Short task -> Starting at the line that contains "[locate] blue stadium", transcribe every remaining line of the entries exactly, including the last one.

[Records]
____
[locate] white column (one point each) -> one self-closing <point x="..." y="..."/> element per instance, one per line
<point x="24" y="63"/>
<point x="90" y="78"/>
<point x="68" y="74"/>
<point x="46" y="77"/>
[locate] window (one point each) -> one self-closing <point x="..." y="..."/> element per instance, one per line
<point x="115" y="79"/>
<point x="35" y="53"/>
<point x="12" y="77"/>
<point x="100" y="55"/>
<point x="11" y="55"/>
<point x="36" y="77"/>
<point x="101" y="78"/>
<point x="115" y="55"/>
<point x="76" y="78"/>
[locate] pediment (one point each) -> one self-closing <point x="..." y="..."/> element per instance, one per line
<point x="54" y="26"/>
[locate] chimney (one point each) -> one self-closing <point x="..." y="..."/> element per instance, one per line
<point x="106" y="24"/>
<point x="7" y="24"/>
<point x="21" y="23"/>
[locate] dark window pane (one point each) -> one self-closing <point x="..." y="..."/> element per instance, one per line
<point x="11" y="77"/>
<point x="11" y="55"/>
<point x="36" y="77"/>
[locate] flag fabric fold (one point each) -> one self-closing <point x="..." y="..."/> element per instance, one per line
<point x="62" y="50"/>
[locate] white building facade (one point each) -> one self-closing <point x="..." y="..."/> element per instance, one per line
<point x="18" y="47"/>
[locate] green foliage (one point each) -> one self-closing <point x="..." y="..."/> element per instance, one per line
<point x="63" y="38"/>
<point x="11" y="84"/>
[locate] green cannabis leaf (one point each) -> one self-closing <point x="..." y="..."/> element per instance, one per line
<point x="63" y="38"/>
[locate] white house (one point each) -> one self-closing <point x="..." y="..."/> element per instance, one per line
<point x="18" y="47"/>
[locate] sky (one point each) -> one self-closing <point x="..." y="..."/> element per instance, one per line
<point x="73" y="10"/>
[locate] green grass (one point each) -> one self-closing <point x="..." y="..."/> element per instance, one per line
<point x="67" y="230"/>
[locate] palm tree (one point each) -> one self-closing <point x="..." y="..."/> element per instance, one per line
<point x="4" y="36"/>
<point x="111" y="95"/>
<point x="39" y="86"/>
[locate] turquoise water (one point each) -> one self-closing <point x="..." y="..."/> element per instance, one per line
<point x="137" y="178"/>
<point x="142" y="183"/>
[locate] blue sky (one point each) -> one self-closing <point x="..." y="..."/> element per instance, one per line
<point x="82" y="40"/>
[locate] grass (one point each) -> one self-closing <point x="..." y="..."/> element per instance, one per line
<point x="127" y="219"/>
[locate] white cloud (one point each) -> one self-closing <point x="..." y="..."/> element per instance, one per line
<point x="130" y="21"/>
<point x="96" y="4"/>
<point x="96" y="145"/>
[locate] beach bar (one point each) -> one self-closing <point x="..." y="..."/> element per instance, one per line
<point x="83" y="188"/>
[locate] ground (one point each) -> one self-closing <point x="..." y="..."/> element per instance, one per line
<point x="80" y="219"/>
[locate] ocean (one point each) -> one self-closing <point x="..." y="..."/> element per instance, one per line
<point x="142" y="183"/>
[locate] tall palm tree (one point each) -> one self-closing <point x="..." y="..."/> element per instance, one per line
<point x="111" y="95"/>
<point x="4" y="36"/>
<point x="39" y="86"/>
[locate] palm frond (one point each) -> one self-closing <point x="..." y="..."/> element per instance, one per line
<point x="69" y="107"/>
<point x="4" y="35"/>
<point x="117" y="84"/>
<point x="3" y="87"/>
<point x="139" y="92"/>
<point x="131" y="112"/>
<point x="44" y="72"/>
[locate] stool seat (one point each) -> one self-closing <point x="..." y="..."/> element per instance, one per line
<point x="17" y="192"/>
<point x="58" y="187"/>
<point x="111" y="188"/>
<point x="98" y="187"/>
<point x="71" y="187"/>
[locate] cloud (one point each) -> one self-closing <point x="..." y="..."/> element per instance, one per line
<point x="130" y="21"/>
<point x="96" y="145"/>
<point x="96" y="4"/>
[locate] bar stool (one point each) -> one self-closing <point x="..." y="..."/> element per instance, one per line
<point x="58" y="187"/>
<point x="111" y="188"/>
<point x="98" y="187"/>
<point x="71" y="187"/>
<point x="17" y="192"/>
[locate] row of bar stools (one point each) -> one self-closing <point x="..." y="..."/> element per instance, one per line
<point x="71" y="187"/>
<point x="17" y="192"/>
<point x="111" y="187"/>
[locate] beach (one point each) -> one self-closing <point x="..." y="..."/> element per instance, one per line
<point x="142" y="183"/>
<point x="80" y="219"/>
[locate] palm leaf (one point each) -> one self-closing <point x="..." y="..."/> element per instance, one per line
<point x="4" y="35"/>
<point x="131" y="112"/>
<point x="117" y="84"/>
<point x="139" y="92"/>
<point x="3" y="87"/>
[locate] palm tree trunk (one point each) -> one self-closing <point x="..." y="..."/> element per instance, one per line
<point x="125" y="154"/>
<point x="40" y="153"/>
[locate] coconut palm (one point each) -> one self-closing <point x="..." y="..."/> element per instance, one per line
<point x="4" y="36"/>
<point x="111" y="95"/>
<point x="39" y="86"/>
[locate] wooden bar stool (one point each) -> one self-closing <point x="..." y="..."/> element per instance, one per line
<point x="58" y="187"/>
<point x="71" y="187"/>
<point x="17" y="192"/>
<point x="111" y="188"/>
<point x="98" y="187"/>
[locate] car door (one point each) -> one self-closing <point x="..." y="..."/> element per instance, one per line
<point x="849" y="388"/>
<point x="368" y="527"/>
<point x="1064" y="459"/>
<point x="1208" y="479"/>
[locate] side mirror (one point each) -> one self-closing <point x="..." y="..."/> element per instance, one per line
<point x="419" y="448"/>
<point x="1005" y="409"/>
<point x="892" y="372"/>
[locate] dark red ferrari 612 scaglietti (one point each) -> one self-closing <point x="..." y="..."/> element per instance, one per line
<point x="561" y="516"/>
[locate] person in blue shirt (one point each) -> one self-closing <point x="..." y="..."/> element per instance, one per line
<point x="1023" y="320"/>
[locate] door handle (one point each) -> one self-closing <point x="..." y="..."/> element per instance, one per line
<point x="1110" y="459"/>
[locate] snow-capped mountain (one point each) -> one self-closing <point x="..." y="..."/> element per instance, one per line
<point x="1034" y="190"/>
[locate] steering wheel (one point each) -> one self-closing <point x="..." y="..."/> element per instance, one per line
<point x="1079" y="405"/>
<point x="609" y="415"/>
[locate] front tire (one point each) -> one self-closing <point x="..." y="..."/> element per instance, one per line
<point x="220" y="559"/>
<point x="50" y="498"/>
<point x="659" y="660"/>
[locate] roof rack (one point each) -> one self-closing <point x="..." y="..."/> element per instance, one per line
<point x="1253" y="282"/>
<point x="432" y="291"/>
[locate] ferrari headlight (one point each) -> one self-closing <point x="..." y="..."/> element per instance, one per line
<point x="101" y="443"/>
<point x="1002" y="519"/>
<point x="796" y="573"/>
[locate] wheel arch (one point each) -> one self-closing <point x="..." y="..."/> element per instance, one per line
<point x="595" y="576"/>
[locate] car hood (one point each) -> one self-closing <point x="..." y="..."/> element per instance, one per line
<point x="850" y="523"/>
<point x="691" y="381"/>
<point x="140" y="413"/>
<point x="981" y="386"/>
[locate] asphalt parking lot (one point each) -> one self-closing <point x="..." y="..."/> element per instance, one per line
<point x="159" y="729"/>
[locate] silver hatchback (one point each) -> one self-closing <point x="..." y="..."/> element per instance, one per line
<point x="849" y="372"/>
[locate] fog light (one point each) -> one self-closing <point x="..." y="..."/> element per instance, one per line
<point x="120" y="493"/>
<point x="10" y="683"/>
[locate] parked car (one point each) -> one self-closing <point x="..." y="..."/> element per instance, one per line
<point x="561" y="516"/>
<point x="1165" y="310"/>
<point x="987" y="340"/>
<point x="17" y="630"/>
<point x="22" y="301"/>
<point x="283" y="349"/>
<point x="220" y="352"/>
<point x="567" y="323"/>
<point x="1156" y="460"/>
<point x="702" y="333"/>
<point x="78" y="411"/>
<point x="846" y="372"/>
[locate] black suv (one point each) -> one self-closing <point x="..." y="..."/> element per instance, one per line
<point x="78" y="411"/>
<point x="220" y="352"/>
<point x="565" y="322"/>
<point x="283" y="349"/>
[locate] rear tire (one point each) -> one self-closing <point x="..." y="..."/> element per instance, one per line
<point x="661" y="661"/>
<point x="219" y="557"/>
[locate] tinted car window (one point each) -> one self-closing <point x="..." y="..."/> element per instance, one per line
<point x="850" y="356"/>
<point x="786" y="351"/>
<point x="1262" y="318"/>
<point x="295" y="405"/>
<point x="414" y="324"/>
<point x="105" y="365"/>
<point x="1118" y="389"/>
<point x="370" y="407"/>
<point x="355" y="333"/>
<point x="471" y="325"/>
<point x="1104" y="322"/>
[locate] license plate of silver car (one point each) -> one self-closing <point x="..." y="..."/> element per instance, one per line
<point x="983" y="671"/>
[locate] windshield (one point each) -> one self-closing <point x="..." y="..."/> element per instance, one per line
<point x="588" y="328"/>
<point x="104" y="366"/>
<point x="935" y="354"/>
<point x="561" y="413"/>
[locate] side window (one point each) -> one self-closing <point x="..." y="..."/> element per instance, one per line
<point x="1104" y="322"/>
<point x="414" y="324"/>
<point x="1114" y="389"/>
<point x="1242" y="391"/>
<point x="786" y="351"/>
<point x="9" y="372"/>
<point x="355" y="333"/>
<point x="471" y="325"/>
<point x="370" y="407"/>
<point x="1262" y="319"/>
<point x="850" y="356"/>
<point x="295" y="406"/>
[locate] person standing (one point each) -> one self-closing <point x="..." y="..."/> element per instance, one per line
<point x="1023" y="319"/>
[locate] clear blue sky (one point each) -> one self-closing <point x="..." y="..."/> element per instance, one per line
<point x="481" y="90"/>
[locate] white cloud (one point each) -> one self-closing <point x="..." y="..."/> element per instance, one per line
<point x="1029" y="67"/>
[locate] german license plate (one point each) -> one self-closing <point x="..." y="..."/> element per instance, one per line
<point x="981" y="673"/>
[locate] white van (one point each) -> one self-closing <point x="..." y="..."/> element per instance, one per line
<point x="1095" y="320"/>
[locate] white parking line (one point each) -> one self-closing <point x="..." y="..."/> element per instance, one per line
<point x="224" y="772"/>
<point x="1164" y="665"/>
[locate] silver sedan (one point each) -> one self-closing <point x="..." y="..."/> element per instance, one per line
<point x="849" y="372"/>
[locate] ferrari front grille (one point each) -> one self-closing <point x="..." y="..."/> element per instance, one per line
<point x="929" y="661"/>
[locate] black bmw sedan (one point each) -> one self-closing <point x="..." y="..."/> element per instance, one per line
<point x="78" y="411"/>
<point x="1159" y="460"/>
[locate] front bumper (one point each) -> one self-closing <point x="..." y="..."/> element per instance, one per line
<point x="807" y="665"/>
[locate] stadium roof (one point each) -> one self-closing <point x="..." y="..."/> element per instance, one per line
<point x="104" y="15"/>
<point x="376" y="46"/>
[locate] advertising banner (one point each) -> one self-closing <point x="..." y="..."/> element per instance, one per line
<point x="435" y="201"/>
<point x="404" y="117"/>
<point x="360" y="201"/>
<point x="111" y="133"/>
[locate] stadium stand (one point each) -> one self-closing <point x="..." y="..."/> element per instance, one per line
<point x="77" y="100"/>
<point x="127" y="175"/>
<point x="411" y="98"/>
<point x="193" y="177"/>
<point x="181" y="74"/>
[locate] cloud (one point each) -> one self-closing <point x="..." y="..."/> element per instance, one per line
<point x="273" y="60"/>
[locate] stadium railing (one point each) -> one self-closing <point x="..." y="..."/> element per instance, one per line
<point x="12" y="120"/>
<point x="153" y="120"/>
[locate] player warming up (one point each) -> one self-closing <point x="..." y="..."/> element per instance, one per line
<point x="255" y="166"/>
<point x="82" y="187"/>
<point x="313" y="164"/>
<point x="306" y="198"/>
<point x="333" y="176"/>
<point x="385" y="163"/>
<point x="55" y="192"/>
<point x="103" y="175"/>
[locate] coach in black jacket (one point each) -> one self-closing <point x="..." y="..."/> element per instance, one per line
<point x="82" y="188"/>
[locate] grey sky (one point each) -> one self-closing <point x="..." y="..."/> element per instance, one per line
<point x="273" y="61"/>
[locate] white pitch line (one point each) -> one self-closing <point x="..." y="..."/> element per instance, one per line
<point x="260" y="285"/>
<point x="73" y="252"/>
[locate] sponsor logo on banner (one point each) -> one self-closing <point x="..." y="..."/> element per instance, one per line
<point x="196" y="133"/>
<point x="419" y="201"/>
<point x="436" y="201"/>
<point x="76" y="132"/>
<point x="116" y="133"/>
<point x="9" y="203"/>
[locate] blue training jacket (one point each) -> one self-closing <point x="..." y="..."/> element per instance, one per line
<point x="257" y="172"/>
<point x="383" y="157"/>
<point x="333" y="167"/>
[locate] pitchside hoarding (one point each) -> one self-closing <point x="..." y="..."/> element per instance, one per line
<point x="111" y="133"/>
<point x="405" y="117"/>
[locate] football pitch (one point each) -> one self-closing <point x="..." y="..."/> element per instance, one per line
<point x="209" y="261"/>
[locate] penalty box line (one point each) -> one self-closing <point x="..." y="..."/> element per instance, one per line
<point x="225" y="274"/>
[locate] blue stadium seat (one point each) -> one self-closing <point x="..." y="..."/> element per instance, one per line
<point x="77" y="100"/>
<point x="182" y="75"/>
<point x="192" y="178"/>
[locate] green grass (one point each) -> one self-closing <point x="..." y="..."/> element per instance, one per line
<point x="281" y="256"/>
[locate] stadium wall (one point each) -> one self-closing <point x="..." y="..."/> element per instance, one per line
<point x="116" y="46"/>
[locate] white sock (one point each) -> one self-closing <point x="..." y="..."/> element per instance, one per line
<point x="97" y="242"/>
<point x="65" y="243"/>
____
Answer ->
[locate] blue stadium seat (one point each) -> one self-closing <point x="..." y="..."/> element per instance, one per line
<point x="77" y="100"/>
<point x="182" y="75"/>
<point x="192" y="178"/>
[locate] green grass (one point each) -> one self-closing <point x="..." y="..."/> element per instance, one per line
<point x="281" y="256"/>
[locate] stadium wall (one point each) -> one self-closing <point x="..." y="..."/> element per instance, one per line
<point x="116" y="46"/>
[locate] white sock (one point each) -> one self-closing <point x="..." y="..."/> element per instance, one per line
<point x="97" y="242"/>
<point x="65" y="243"/>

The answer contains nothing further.